* [Goal]: Your copy should begin at the line containing "The component shall return one point per instance of the dense" and end at the last line of the records; transcribe those lines exactly and leave out every picture.

* [Records provided]:
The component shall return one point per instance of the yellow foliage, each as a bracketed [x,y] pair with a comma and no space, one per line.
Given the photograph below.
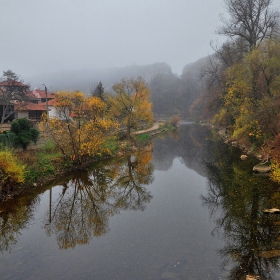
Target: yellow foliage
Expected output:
[81,127]
[11,171]
[132,103]
[275,171]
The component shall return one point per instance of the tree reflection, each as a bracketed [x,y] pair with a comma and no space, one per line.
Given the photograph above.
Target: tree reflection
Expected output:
[88,200]
[236,199]
[14,217]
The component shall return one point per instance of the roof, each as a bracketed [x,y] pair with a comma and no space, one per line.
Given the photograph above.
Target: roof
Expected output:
[12,83]
[39,93]
[50,103]
[28,106]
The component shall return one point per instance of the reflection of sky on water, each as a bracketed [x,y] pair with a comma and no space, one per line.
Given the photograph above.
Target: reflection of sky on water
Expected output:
[168,235]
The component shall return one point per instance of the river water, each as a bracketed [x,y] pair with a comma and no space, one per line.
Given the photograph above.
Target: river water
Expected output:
[184,207]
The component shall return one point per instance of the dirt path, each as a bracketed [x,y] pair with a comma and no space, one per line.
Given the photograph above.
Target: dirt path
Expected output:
[154,127]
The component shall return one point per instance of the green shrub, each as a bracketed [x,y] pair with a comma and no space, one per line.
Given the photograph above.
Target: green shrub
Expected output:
[8,139]
[24,132]
[142,137]
[11,170]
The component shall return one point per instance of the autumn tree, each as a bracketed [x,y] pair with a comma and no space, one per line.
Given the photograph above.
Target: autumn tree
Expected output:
[99,91]
[81,127]
[132,103]
[11,90]
[252,20]
[252,95]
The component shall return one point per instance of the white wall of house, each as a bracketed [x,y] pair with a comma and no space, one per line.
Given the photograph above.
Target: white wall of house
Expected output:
[22,114]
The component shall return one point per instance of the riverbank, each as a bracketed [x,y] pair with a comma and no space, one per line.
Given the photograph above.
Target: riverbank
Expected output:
[46,163]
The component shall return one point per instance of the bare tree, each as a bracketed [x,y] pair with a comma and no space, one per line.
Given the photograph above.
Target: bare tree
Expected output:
[252,20]
[12,92]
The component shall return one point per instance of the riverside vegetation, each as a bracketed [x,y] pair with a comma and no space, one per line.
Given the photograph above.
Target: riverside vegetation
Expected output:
[86,129]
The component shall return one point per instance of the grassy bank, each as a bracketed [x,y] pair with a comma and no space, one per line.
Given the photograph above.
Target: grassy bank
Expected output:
[39,166]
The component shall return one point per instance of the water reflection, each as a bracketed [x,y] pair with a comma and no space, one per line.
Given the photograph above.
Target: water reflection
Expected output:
[236,200]
[87,201]
[83,204]
[14,217]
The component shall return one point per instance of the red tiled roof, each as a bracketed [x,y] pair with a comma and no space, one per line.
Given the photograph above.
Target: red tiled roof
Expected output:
[12,83]
[39,93]
[28,106]
[50,103]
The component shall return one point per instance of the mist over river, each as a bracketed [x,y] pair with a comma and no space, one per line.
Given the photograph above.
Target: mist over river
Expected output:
[184,207]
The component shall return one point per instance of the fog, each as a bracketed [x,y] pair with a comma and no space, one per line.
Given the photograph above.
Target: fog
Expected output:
[44,36]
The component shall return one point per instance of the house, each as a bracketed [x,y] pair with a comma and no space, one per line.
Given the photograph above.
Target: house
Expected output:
[30,104]
[52,110]
[10,91]
[39,96]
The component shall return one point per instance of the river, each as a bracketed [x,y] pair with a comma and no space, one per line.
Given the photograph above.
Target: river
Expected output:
[184,207]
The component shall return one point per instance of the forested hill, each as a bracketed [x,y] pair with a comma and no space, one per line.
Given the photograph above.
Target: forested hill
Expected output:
[86,80]
[172,95]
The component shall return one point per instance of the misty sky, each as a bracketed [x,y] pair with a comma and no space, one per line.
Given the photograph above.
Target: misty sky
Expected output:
[40,36]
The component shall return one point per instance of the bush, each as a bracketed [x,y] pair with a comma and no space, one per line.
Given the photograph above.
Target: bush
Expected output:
[8,139]
[11,170]
[24,132]
[174,120]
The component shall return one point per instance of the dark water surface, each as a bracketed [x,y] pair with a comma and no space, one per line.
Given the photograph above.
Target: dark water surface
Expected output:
[185,207]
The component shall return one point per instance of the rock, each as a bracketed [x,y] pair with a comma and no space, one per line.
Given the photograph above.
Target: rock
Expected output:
[262,168]
[243,157]
[252,277]
[234,143]
[272,211]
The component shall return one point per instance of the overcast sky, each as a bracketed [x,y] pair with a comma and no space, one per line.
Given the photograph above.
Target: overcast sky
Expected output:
[40,36]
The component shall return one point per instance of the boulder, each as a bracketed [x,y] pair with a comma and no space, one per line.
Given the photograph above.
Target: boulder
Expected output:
[243,157]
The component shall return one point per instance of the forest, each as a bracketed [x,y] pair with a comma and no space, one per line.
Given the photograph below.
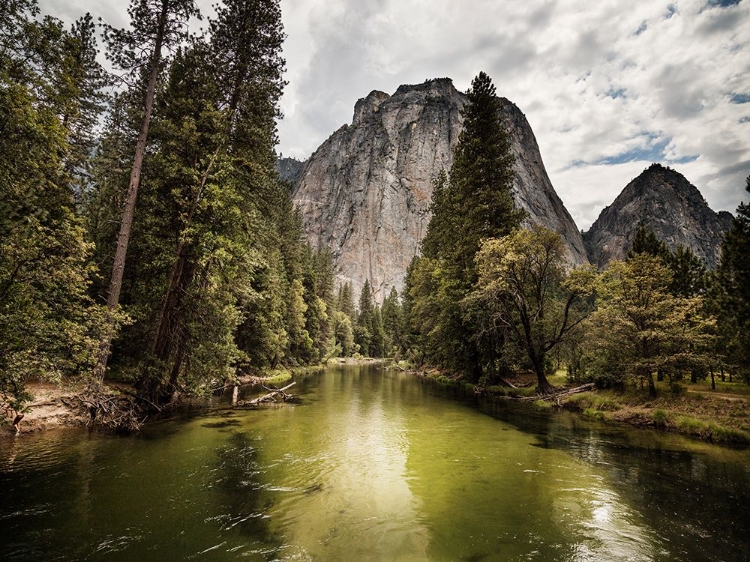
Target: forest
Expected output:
[145,236]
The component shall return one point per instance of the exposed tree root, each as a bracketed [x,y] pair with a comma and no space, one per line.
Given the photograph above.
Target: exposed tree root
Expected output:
[112,410]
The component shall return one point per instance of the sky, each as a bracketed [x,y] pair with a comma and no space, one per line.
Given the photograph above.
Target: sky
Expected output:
[608,86]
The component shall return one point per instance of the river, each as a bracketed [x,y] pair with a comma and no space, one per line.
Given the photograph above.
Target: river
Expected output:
[373,465]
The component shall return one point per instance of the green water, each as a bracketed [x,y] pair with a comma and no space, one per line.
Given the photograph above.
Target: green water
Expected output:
[373,465]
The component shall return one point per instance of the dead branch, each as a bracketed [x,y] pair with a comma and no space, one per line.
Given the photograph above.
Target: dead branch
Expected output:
[273,393]
[557,396]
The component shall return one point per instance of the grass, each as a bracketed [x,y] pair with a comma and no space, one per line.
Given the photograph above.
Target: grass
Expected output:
[720,416]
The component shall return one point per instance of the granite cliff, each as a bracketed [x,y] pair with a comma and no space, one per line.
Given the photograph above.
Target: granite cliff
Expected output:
[666,203]
[365,192]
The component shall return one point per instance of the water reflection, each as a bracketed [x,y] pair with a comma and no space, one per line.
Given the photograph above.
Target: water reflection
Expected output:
[373,466]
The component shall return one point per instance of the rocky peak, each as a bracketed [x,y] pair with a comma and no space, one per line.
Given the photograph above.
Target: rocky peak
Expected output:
[665,202]
[366,191]
[289,169]
[366,107]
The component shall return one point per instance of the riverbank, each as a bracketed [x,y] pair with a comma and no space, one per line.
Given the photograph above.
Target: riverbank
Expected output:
[56,406]
[718,416]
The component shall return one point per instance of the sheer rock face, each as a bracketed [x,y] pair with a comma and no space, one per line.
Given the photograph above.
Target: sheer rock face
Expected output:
[289,169]
[666,203]
[365,193]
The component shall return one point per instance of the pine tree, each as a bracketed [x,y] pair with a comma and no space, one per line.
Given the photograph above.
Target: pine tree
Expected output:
[474,203]
[154,27]
[47,321]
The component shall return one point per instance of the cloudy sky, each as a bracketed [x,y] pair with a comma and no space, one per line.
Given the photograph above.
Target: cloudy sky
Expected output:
[608,86]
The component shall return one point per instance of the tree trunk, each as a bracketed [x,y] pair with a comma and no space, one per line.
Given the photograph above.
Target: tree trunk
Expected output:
[123,238]
[543,385]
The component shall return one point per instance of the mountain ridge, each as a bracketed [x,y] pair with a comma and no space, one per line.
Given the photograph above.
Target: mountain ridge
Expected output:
[366,191]
[665,202]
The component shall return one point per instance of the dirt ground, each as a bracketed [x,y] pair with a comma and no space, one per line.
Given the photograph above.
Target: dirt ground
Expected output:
[52,406]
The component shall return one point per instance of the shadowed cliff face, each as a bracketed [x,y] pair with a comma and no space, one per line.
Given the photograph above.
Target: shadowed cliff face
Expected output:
[365,193]
[666,203]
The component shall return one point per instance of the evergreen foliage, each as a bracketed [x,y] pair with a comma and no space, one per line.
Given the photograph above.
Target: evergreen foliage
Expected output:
[475,202]
[48,323]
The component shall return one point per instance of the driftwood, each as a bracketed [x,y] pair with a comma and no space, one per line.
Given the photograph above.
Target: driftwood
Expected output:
[273,394]
[557,396]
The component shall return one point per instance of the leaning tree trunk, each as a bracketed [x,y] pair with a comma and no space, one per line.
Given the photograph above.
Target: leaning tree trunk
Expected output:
[123,238]
[543,385]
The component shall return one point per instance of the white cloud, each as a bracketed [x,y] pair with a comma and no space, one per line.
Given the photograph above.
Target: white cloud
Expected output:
[601,82]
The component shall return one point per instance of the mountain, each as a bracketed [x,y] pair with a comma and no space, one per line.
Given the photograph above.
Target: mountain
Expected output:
[289,169]
[365,192]
[666,203]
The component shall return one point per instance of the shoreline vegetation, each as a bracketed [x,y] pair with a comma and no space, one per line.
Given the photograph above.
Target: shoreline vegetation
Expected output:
[55,406]
[720,416]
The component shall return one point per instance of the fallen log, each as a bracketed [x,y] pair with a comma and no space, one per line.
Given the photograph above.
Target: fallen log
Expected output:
[273,393]
[558,395]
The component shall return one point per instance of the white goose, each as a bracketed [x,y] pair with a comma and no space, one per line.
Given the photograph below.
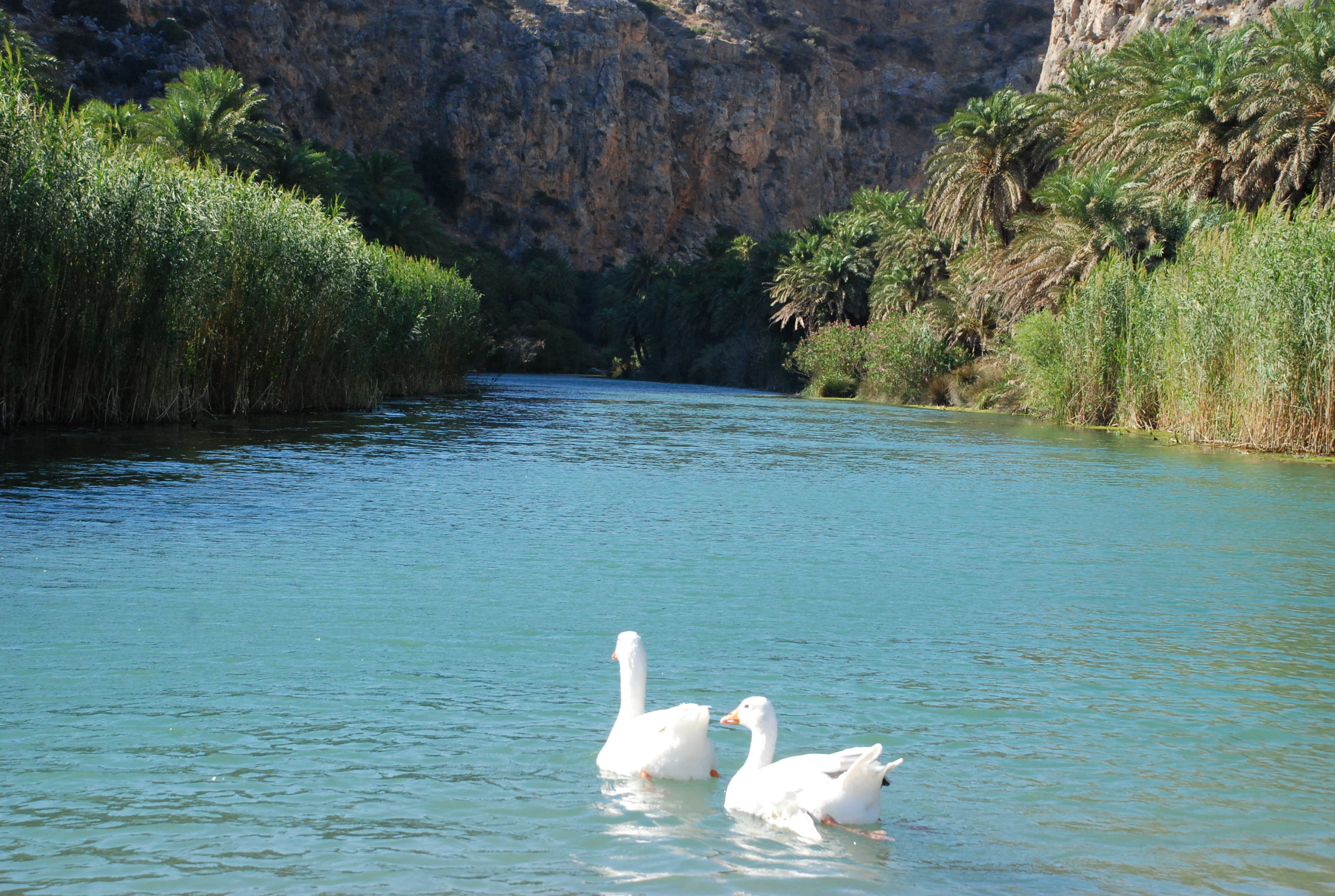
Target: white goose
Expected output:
[667,743]
[796,792]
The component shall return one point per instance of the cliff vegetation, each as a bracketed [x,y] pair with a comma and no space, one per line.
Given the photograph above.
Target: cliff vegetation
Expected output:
[145,278]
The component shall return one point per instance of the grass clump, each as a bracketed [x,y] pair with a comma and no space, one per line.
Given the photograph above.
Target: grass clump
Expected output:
[139,288]
[1234,344]
[896,358]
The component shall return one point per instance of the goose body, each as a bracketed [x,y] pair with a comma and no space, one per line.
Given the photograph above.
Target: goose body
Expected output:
[667,743]
[803,791]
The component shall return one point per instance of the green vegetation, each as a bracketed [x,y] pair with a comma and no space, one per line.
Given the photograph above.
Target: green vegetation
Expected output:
[1235,344]
[141,286]
[1149,245]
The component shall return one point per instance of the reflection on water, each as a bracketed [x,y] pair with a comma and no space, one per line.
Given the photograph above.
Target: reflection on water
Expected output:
[354,652]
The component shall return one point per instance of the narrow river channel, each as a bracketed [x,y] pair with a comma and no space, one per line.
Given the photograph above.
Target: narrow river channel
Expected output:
[369,654]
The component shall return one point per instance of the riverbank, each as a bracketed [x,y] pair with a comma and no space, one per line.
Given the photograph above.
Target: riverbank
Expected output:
[138,288]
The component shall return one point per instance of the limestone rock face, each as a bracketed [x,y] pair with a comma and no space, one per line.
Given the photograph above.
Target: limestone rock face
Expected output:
[601,129]
[1099,26]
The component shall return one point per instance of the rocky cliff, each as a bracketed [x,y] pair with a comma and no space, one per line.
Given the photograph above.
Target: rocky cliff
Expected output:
[1099,26]
[598,127]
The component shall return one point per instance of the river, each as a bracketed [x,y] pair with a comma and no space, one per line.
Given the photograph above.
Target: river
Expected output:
[355,654]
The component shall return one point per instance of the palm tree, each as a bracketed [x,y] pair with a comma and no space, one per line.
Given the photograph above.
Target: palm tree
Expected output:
[301,166]
[373,177]
[212,114]
[911,259]
[1088,215]
[114,123]
[26,55]
[823,278]
[995,151]
[1171,111]
[402,218]
[1291,95]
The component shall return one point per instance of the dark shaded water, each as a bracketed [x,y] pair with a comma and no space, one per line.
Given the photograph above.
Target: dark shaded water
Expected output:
[361,654]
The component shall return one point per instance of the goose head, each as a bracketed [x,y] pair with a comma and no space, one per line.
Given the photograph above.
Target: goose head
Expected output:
[756,713]
[631,649]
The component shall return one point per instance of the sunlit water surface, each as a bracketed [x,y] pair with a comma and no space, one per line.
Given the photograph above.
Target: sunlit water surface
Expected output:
[370,654]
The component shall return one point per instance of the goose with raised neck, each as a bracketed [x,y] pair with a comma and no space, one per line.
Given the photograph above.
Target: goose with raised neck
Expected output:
[800,792]
[664,743]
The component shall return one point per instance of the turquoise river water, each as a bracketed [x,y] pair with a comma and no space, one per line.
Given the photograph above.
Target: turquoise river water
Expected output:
[370,654]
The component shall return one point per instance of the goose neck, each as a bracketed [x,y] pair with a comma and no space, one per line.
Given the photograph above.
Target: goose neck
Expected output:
[764,740]
[633,676]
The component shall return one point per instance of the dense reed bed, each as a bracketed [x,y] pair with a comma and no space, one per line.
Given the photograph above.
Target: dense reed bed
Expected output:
[1233,344]
[135,288]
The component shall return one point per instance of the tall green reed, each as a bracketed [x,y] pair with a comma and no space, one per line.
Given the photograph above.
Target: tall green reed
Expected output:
[134,288]
[1234,342]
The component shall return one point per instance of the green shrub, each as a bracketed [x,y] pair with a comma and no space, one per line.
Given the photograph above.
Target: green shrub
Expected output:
[134,288]
[893,360]
[836,353]
[903,356]
[1235,342]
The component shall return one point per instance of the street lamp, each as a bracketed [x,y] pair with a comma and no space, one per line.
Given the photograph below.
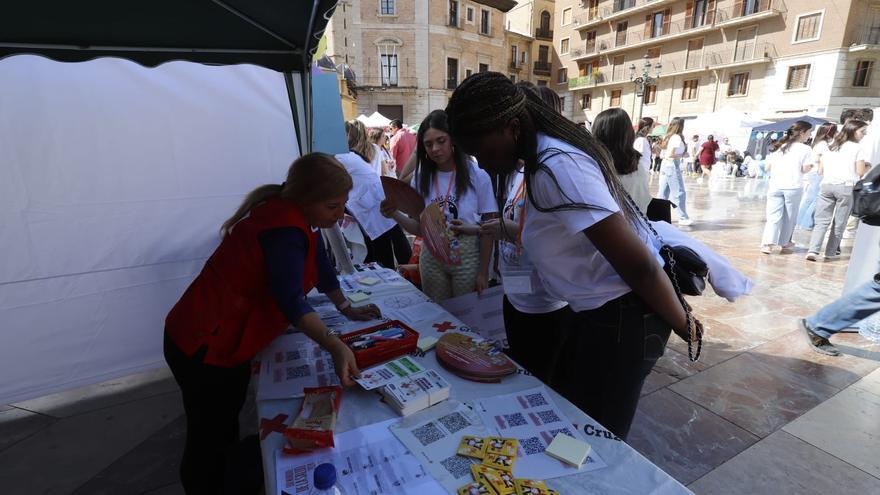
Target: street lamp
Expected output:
[644,80]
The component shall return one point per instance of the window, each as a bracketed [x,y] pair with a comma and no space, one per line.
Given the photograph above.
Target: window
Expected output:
[386,7]
[388,62]
[745,44]
[808,27]
[451,73]
[485,22]
[694,54]
[620,33]
[798,77]
[650,95]
[586,101]
[615,98]
[738,85]
[863,73]
[562,76]
[689,90]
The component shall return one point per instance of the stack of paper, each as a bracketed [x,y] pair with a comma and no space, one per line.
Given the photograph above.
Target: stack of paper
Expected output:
[416,392]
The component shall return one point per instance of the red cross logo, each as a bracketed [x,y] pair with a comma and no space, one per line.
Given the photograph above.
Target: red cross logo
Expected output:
[269,425]
[442,327]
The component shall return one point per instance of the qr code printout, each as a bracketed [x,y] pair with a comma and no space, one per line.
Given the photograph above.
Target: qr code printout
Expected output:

* [Full answer]:
The component shall return one point per instance of the dense reed bed, each as a bracketed [x,y] pair with a comma and no space, one per line.
Given the photograph above.
Target: dense reed bed
Expected output:
[1233,344]
[135,288]
The component shall return one point per instance of the tall green reed, each as a bracketed [x,y] pair with a comma and no space, one per line.
Given the photograph above.
Target: tall green reed
Expected output:
[134,288]
[1234,342]
The component shall return one point per instance of the green shrub, each as a bracketed [x,y] pair with a comma and no space, one per line.
Given the photograph above.
Target: green shrub
Expected output:
[134,288]
[893,360]
[836,353]
[903,356]
[1235,342]
The component shall return one point per instance of the street lamp, each as a bracketed [x,y] pair with a comma and no space, one per line.
Given the photograph below.
Target: street lamp
Expected output:
[644,80]
The component shall return one point per instance of the window, each as a bracketed [x,y] pair with a comma and no space, one per line.
Given the photograph above.
Target: window
Expected output:
[386,7]
[388,62]
[745,44]
[808,27]
[451,73]
[485,22]
[694,54]
[620,33]
[798,77]
[650,95]
[586,101]
[615,98]
[738,85]
[863,73]
[562,76]
[689,90]
The component shall return one point per instance of the stack of paper, each as a bracketed [x,y] pair with a comma and no space, one per line.
Given the photograph above.
Target: stack of paper
Expected output:
[416,392]
The component shall return one point per instance of the red cross logo, each as a bracketed [x,y] pair with a comma and no space, one per line.
Given the photograph above.
Target: red cross logo
Expected output:
[269,425]
[442,327]
The component shall return one point per instance of the qr code printout, each as a bracketed [x,y] pair with a comma and no space, one per line.
Given the photograph above.
Target: qr code printout
Expected output:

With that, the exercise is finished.